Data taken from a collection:
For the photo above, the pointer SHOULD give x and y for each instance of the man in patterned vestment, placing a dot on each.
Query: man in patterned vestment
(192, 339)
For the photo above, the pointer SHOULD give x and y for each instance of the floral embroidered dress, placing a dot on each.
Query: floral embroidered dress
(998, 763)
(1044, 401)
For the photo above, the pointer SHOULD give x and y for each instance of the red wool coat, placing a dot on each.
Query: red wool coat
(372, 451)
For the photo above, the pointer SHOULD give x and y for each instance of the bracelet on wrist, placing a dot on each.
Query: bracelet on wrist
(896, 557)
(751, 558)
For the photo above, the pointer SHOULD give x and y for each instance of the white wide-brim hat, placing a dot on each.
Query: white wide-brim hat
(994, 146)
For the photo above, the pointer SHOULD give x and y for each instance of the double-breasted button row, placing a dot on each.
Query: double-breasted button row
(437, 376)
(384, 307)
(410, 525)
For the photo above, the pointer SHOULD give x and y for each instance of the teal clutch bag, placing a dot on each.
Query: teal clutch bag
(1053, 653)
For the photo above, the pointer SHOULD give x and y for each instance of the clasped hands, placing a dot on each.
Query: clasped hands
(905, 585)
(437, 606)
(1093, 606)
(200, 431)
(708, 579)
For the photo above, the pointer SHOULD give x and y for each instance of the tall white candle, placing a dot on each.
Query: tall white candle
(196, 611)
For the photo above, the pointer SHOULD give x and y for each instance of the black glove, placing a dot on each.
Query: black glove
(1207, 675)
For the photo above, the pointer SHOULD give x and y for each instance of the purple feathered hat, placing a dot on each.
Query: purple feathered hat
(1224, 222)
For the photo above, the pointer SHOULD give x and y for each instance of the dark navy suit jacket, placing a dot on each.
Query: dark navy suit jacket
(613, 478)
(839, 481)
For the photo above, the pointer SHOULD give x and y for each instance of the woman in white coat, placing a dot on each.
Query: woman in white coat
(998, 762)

> _What this task involves_
Rewrite every entry above as a two-column CSV with the header row "entry_text,answer" and one row per entry. Put each entry's text and its answer in a single quoted field apiece, replacing any line breaks with spaces.

> _Finished answer_
entry_text,answer
"For the photo above, the pointer SHOULD give x and y for each instance of the man in patterned vestment, placing a dot on each. Query: man in patterned vestment","(192, 339)"
"For the photo above, the pointer SHOULD give x and y for each instance of the floral embroidered dress, placing a dot on each. Query: floral embroidered dress","(998, 763) (1044, 401)"
"For the photo above, the pointer SHOULD give x and y for each instance of the red wool coat, placing a dot on each. Query: red wool coat","(372, 451)"
"For the photo above, the pointer SHOULD give x and y for each instance of the bracelet on wrist, placing a dot on each. Query: bracelet on wrist","(896, 557) (751, 558)"
"For the photo above, the pointer SHOULD give x and y for each instance of the white wide-brim hat, placing a dot on each. Query: white wide-brim hat","(994, 146)"
"For the photo above, the pointer SHOULD give x and y for each instance of the double-breasted button row, placing a dot on each. Query: double-breasted button row","(437, 376) (384, 307) (410, 525)"
"For the photo above, the pointer SHOULD give x and y for each instance of the teal clutch bag, placing a dot on each. Query: teal clutch bag","(1053, 653)"
"For the photo above, the pointer SHOULD give x and y for each instance of the clasped hands, placing a dot on each. Query: clasped hands","(905, 585) (437, 606) (1093, 606) (200, 431) (708, 579)"
"For the photo above, the pointer SHOULD give x and y for each instance of the tall white candle, placing a dot on each. Query: tall white candle","(196, 611)"
"For the photo above, the pointer SHOULD give x and y for each instance of the black glove, placing a dot on each. Query: black glove","(1207, 675)"
"For the photo above, the pointer SHOULD give x and y for each instance of the purple feathered hat, placing a dot on each. Query: purple feathered hat","(1224, 222)"
"For the photo above, the pointer SHOULD give x and y for each instance of the dark navy suit jacket, placing a dot on each. Query: dark navy suit jacket","(613, 478) (839, 481)"
"For the photo above, the pointer SHOULD give x and y for each instance of the woman in white coat, placing a dot on each. Query: woman in white coat","(998, 762)"